=== Begin Enclosure ===

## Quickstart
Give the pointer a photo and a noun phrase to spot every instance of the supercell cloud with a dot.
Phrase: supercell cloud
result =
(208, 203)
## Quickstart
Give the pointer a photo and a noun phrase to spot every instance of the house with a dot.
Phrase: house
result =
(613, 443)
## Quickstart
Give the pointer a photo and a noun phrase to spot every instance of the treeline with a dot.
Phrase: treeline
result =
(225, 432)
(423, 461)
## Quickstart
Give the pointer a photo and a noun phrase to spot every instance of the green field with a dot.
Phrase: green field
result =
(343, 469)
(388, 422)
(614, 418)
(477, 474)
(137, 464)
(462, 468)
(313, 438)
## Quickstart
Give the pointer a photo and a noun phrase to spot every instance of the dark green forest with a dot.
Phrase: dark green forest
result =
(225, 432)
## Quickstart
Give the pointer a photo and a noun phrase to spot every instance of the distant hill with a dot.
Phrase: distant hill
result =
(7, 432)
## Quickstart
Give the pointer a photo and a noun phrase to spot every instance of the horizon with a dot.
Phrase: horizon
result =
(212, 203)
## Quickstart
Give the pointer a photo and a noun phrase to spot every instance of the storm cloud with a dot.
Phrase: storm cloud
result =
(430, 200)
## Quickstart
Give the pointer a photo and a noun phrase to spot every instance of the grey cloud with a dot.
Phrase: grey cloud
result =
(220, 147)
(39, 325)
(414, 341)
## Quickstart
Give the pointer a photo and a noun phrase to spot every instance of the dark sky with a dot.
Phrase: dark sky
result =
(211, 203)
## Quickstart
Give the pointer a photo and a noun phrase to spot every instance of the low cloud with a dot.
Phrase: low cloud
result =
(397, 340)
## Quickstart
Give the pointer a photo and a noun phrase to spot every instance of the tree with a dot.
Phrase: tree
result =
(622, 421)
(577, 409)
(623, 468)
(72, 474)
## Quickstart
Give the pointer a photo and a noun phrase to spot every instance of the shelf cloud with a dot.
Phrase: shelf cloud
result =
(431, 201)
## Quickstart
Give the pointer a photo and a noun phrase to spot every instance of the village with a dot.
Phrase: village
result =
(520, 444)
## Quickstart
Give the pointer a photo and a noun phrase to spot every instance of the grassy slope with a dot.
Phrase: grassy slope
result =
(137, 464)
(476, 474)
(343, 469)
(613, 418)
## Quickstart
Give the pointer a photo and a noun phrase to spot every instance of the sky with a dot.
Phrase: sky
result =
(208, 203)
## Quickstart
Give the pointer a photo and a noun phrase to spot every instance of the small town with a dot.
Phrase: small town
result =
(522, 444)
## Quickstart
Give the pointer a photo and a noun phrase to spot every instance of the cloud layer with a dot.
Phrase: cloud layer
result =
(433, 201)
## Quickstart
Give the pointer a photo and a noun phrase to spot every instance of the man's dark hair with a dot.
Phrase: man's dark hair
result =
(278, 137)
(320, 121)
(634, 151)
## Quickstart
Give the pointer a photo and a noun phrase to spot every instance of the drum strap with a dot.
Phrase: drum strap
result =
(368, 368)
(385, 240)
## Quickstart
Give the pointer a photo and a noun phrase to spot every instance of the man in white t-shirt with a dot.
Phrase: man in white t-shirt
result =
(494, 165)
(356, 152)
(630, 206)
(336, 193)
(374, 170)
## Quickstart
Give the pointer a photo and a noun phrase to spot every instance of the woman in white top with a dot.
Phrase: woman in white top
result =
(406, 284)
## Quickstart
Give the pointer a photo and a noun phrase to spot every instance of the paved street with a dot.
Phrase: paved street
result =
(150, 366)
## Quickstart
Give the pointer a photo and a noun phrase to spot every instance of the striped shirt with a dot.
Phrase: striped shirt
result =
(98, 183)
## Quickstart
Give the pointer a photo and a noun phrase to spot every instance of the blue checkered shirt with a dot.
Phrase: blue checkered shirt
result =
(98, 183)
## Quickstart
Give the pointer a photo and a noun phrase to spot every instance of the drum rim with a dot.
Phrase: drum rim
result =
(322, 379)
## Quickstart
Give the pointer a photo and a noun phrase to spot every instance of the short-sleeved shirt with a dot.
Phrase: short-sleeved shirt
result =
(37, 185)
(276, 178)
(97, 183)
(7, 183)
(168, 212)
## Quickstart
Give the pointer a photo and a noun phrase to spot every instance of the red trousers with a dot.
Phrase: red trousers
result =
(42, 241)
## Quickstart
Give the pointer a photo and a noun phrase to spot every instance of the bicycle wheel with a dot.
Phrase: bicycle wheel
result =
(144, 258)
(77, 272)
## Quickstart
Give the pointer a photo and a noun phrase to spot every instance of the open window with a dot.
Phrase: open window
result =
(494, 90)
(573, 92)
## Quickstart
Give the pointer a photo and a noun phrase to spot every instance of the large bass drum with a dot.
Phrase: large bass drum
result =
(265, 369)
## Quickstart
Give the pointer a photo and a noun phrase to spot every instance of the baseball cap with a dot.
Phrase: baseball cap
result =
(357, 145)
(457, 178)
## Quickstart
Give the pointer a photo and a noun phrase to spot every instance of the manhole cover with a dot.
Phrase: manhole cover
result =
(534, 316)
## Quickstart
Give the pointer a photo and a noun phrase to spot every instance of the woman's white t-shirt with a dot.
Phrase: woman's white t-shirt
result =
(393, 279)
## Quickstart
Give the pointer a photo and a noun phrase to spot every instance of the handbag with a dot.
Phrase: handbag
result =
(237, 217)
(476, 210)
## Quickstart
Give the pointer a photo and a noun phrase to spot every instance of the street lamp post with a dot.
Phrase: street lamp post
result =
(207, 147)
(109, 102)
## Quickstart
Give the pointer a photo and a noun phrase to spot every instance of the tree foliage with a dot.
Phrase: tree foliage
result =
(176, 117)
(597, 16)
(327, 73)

=== End Enclosure ===
=== Begin Enclosure ===

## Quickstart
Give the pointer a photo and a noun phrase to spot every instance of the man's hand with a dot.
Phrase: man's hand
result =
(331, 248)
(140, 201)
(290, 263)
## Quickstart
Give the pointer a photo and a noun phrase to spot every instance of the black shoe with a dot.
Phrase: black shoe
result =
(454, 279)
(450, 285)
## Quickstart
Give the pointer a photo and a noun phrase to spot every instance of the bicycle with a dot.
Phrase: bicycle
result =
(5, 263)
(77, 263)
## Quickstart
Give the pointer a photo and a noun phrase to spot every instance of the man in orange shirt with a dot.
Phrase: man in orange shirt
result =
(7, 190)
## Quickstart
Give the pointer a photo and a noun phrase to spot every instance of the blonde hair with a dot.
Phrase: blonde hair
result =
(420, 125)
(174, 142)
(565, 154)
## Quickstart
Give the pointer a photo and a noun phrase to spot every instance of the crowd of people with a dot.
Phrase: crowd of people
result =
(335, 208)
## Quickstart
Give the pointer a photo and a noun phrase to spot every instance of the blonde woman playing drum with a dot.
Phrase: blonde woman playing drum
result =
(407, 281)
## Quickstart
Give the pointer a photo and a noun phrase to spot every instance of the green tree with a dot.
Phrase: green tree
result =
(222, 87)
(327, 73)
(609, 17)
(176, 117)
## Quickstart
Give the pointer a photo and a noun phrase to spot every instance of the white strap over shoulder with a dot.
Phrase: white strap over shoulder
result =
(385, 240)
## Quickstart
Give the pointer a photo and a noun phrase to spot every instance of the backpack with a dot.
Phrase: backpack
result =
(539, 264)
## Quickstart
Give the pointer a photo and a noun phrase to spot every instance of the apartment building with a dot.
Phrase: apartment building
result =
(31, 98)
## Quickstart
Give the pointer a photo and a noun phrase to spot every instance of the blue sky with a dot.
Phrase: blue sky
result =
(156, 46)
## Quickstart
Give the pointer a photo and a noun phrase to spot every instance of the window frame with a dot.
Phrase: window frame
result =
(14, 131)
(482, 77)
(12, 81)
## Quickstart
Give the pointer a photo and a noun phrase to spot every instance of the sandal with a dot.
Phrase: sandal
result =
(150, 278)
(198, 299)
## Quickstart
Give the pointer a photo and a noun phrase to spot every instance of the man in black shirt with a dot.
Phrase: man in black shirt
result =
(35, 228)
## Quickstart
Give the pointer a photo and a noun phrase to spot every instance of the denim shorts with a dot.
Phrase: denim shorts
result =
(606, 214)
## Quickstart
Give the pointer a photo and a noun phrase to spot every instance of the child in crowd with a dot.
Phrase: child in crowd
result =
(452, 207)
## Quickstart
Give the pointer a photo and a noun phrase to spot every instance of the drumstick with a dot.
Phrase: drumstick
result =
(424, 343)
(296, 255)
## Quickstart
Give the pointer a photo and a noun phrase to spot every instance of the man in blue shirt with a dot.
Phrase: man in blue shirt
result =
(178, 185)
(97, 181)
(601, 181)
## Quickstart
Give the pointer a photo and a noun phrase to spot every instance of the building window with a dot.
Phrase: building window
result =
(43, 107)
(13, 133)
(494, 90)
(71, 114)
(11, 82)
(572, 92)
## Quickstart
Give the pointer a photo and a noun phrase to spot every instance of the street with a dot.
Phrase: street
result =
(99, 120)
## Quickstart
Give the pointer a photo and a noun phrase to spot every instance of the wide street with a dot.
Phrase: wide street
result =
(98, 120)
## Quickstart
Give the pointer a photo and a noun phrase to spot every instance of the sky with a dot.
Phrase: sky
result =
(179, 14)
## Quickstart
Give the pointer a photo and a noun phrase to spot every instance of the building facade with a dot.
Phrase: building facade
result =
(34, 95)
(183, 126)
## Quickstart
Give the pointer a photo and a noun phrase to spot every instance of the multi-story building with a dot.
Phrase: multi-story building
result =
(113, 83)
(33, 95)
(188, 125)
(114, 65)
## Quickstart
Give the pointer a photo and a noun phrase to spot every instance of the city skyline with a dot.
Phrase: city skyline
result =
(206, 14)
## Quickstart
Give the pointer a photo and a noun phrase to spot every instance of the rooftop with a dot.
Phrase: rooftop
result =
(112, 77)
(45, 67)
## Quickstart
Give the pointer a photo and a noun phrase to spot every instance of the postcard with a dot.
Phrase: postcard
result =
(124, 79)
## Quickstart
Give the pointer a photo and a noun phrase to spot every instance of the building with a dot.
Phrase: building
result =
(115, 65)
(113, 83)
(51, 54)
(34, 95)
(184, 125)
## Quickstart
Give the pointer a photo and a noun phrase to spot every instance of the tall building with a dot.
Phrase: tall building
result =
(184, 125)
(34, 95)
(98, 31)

=== End Enclosure ===

» **WORK ORDER**: For the material above, reproduce exactly the lines from the line with "blue sky with a dot." to the line with "Phrase: sandal", inclusive, and exclude all others.

» **EXPECTED ANSWER**:
Give the pointer a photo and a noun phrase to spot every instance of the blue sky with a dot.
Phrase: blue sky
result =
(156, 46)
## Quickstart
Give the pointer a photo and a noun phrase to spot every instance of the window frame with a dot.
Phrase: window frame
result =
(14, 131)
(482, 77)
(12, 81)
## Quickstart
Give the pointer a photo and a noun phrase to spot every instance of the sandal with a dot.
Phrase: sandal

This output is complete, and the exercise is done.